### [DOCUMENT EXCERPT]

__________

Friday, February 19, 2016

Smile Behind The Emotions

I am standing in the balcony and looking at the lonely street. Street looks like lonely because there is only street dog who is barking at night. When I'm looking at the street, I'm seeing that my whole society is silent right now. I was thinking that if my thought is same like the street, then I have to change it soon. Suddenly, one of my near ones came near me and said – “Why you’re living like emotional and upset person? Why you filled your mind with so many other problems? Just remove all these trash from your mind as soon as possible and live happily that when somebody looks you and talks to you then at that moment no question arrives in his mind.” I replied to him – “Why that type of problems comes with me which I don’t want anyhow? I don’t want to live in these circumstances because where there I live the atmosphere has now very much negativity. I just want to go from here.”
Our surroundings and nature are very nice but the atmosphere in our home and society has mixed with negativity and similar to this. When I'm trying to spent some moment freely and relax, I wouldn't do it. I always want to do something new for raising my hidden creativity. My aim is not to reach at the top instead my aim is to being live at that place where I’m at right now, to attract and to say to the person who is at the top, after being continuously at same place, I do the job of top better than you.
When I walk through my street and when I see someone living happily, then I ask to the god – “When will be the happiness of mine comes near me?” And God replied – “Wait my child, the times of your happiness arrives soon.” I never want to show the sad face to someone to also keep them in sad. I am not only the one who lives his life scarily & tiredly.
Everyone wants changes in their life because changes are necessarily in today’s time. But the important thing is not the change in life; the important thing is today’s time in which we’re living now. Everyone wants the happiness instead of sad in every micro-second of his life. Life is not easy to live so we have to enjoy every time of our life. Our life is short and we want more happiness. Time is like the life, time has also different phases and we never have to waste the time without any story with every time.
The street of my life is not running slow, I'm standing back with everyone who wants me in the front. But there is also a reason and it is my thought which is now fills up with negativity and loneliness. When I think about my life then why I get sad? Why my minds get toward the lonely street? These questions have no such strong reason. I know that my upcoming future is full of tough works and happiness but now question is still the same why the today’s time of mine is covered with negativity, loneliness, angriness and etc bad things? Is there any reason of these questions? No, there is not any such good and strong reason of my present times.

__________

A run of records
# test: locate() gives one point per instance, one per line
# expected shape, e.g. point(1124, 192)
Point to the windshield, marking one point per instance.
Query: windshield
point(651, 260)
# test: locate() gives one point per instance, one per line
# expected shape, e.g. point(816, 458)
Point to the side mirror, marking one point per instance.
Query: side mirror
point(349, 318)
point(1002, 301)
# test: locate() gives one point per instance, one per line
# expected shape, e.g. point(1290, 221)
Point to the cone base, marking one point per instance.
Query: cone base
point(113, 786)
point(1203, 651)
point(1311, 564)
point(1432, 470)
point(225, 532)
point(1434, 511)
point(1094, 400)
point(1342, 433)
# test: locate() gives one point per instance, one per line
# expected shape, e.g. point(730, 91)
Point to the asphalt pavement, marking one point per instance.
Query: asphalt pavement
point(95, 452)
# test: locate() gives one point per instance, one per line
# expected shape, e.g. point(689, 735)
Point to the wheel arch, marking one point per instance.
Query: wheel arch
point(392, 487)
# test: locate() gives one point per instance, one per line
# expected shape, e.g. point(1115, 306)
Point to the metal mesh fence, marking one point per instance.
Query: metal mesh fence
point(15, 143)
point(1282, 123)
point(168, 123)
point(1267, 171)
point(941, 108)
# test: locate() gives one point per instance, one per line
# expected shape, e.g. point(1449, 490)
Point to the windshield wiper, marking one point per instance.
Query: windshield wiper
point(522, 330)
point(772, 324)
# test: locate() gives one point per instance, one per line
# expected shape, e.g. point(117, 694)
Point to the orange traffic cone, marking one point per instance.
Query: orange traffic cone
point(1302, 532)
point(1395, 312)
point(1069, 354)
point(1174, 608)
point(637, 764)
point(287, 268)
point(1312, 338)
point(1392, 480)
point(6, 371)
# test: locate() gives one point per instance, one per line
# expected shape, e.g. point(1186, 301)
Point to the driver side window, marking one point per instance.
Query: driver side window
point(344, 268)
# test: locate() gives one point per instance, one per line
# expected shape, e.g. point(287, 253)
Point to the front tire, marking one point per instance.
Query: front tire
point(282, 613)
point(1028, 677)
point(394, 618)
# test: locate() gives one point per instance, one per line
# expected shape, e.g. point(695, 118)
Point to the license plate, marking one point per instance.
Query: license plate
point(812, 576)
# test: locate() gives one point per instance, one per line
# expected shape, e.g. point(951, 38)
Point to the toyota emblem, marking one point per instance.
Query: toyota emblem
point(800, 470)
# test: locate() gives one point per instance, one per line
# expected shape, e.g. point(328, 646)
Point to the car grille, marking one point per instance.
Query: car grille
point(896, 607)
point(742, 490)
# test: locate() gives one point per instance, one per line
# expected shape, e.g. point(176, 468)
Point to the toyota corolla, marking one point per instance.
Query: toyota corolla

__________

### [REQUIREMENT 1]
Write out the part of the essay about the lonely street that opens with the words "When I walk" and closes with "with every time.".
### [REQUIREMENT 2]
List the bad things that, according to the final paragraph of the essay about the lonely street, cover the writer's present time.
### [REQUIREMENT 3]
Proceed with the essay about the lonely street, picking up after its last sentence.

### [WRITTEN RESPONSE 1]
When I walk through my street and when I see someone living happily, then I ask to the god – “When will be the happiness of mine comes near me?” And God replied – “Wait my child, the times of your happiness arrives soon.” I never want to show the sad face to someone to also keep them in sad. I am not only the one who lives his life scarily & tiredly.
Everyone wants changes in their life because changes are necessarily in today’s time. But the important thing is not the change in life; the important thing is today’s time in which we’re living now. Everyone wants the happiness instead of sad in every micro-second of his life. Life is not easy to live so we have to enjoy every time of our life. Our life is short and we want more happiness. Time is like the life, time has also different phases and we never have to waste the time without any story with every time.

### [WRITTEN RESPONSE 2]
negativity, loneliness, angriness

### [WRITTEN RESPONSE 3]
When we want to do something new, something different then why some of my closer ones do not like these things? I have many questions in my mind but there is not such strong or perfect answer. I don’t want to live alone; I just want a partner who lives my feelings, my emotions, etc. who also understands me. I don’t want to spend my life inside the cage of limits where there is no freedom, no extra duties. I want my life which is filled with freedom, which is also filled with extra works. But when I think in the alone time then I get depressed that why this is not possible? But anyway, I've my family; I've my friends (some good & some bad). And now I'm keeping distance with those people who is not part of my life or don’t want to be the part of my life.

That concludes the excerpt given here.